## MATERIALS PROVIDED
• • •
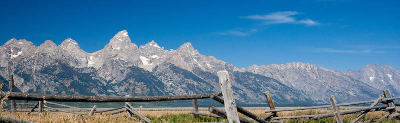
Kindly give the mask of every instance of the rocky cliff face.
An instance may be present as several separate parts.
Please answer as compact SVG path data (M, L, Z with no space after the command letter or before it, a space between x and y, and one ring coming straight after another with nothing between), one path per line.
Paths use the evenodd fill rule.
• • •
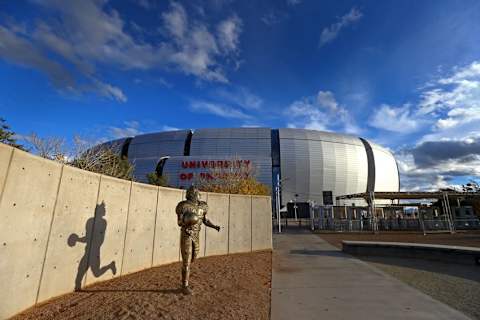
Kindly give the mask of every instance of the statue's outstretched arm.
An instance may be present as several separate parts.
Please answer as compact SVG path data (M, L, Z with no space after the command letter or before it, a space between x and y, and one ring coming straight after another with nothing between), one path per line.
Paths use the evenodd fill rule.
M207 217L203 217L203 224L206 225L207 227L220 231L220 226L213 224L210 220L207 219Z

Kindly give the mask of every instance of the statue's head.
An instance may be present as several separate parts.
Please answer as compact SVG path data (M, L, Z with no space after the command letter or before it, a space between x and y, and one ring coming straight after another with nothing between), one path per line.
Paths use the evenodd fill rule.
• • •
## TASK DIRECTIONS
Please gather each line of the records above that contains the string "every", treating uppercase and lowercase as different.

## RESULT OF THIS TASK
Kindly give the mask of every instance of the rocky cliff face.
Kindly give the mask of every instance of the statue's outstretched arm.
Kindly give the mask of every instance of the statue's head.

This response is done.